• [GOAL 1]:
Do the following statements agree with the Laurice Rahme profile? (a) Rahme founded Bond No.9 in 2001. (b) The Business Advisory Council that named her Business Woman of the Year is in Paris. (c) Rahme established niche brands in Europe. Answer yes or no for each and quote the words that decide it.

• [PASSAGE TO READ]:

## START

Distinctively Different

May 1, 2007
Distinctively Different
BY Leah Genuario

Harnessing the power of iconic design.
Laurice Rahme is many things: an entrepreneur, a successful beauty executive, a world traveler. She has enthusiastically taken on leadership roles at major beauty brands, increasing sales in territories worldwide. She has also established niche brands in the United States. And most recently, in 2001, she founded Bond No.9, a successful fragrance brand that earned her the title of Business Woman of the Year by The Fragrance Foundation’s Business Advisory Council in New York.
To be sure, her business prowess, cross-cultural experience and drive are elements that ensure her continued success. But what really makes her stand out in the beauty business world is another distinction: Rahme is an artist.

## END

• [GOAL 2]:
Which lines of the rows below contain the word "mongoose"? Collect each of them and copy it out.

• [INFORMATION PROVIDED]:

## START

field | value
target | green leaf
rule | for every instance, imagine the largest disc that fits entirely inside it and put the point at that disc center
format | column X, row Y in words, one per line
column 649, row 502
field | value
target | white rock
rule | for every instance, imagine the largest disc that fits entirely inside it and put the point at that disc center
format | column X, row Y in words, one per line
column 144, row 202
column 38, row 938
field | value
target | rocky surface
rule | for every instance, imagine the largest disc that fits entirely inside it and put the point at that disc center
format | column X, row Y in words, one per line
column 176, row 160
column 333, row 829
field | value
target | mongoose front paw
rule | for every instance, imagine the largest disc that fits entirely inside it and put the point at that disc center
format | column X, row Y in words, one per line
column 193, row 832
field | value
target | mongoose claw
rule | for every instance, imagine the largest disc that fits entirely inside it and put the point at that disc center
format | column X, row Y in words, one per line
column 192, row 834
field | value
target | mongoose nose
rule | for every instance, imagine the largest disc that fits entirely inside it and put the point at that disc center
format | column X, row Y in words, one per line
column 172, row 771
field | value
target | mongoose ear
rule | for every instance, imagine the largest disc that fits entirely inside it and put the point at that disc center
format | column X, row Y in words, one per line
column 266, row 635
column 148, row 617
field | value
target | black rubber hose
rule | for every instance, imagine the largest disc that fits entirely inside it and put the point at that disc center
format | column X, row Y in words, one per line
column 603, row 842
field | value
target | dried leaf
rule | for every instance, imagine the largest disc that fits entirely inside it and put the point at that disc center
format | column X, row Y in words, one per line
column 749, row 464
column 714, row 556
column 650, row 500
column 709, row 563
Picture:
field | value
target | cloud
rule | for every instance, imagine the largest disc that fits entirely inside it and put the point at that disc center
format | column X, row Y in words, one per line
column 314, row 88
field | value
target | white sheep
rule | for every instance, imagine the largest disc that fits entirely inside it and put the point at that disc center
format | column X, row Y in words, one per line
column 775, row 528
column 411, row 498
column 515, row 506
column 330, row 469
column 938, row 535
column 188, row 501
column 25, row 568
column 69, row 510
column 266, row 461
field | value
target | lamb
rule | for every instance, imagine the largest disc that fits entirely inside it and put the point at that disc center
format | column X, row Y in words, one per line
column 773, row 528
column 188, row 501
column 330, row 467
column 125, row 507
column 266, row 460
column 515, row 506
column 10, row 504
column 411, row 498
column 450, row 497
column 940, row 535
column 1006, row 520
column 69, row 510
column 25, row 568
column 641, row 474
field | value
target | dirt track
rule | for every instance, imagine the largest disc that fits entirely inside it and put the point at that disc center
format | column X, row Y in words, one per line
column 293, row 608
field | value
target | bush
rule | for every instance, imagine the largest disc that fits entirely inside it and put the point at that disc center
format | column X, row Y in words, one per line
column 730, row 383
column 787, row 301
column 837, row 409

## END

• [CORRECT RESULT 1]:
(a) Yes: "in 2001, she founded Bond No.9"
(b) No: "The Fragrance Foundation’s Business Advisory Council in New York"
(c) No: "She has also established niche brands in the United States."

• [CORRECT RESULT 2]:
target | mongoose front paw
target | mongoose claw
target | mongoose nose
target | mongoose ear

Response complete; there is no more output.